> Passage provided:
They often just want multiple buffers in one physical page, and and array of
those.
Now one could say: just let the networkers use their own kind of buffers
(and that's exactly what is done in the zerocopy patches), but that again leds
to inefficient buffer passing and ungeneric IO handling.
S.th. like:
struct kiovec {
struct page * kv_page; /* physical page */
u_short kv_offset; /* offset into page */
u_short kv_length; /* data length */
};
enum kio_flags {
KIO_LOANED, /* the calling subsystem wants this buf back */
KIO_GIFTED, /* thanks for the buffer, man! */
KIO_COW /* copy on write (XXX: not yet) */
};
struct kio {
struct kiovec * kio_data; /* our kiovecs */
int kio_ndata; /* # of kiovecs */
int kio_flags; /* loaned or giftet? */
void * kio_priv; /* caller private data */
wait_queue_head_t kio_wait; /* wait queue */
};
makes it a lot simpler for the subsytems to integrate.
Christoph
--
Of course it doesn't work. We've performed a software upgrade.
> array_len, io_count, the presence of wait_queue AND end_io, and the lack of
> scatter gather in one kiobuf struct (you always need an array), and AFAICS
> that is what the networking guys dislike.
You need a completion pointer. Its arguable whether you want the wait_queue
in the default structure or as part of whatever its contained in and handled
by the completion pointer.
And I've actually bothered to talk to the networking people and they dont have
a problem with the completion pointer.
> Now one could say: just let the networkers use their own kind of buffers
> (and that's exactly what is done in the zerocopy patches), but that again leds
> to inefficient buffer passing and ungeneric IO handling.
Careful. This is the line of reasoning which also says
Aeroplanes are good for travelling long distances
Cars are better for getting to my front door
Therefore everyone should drive a 747 home
It is quite possible that the right thing to do is to do conversions in the
cases it happens. That might seem a good reason for having offset/length
pairs on each block, because streaming from the network to disk you may well
get a collection of partial pages of data you need to write to disk.
Unfortunately the reality of DMA support on almost (but not quite) all
disk controllers is that you don't get that degree of scatter gather.

> Problems to solve:
A) Translate this sentence from the thread on kernel I/O buffers into Spanish: "It is quite possible that the right thing to do is to do conversions in the cases it happens."
B) Quote the thread on kernel I/O buffers from "And I've actually" to "write to disk.".

> Data block:
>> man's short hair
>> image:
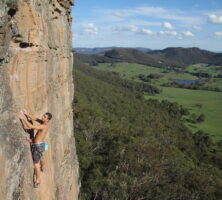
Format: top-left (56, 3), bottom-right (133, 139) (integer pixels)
top-left (45, 113), bottom-right (52, 120)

> Solutions to the exercise:
A) Es muy posible que lo correcto sea hacer conversiones en los casos en que ocurra.

B)
And I've actually bothered to talk to the networking people and they dont have
a problem with the completion pointer.
> Now one could say: just let the networkers use their own kind of buffers
> (and that's exactly what is done in the zerocopy patches), but that again leds
> to inefficient buffer passing and ungeneric IO handling.
Careful. This is the line of reasoning which also says
Aeroplanes are good for travelling long distances
Cars are better for getting to my front door
Therefore everyone should drive a 747 home
It is quite possible that the right thing to do is to do conversions in the
cases it happens. That might seem a good reason for having offset/length
pairs on each block, because streaming from the network to disk you may well
get a collection of partial pages of data you need to write to disk.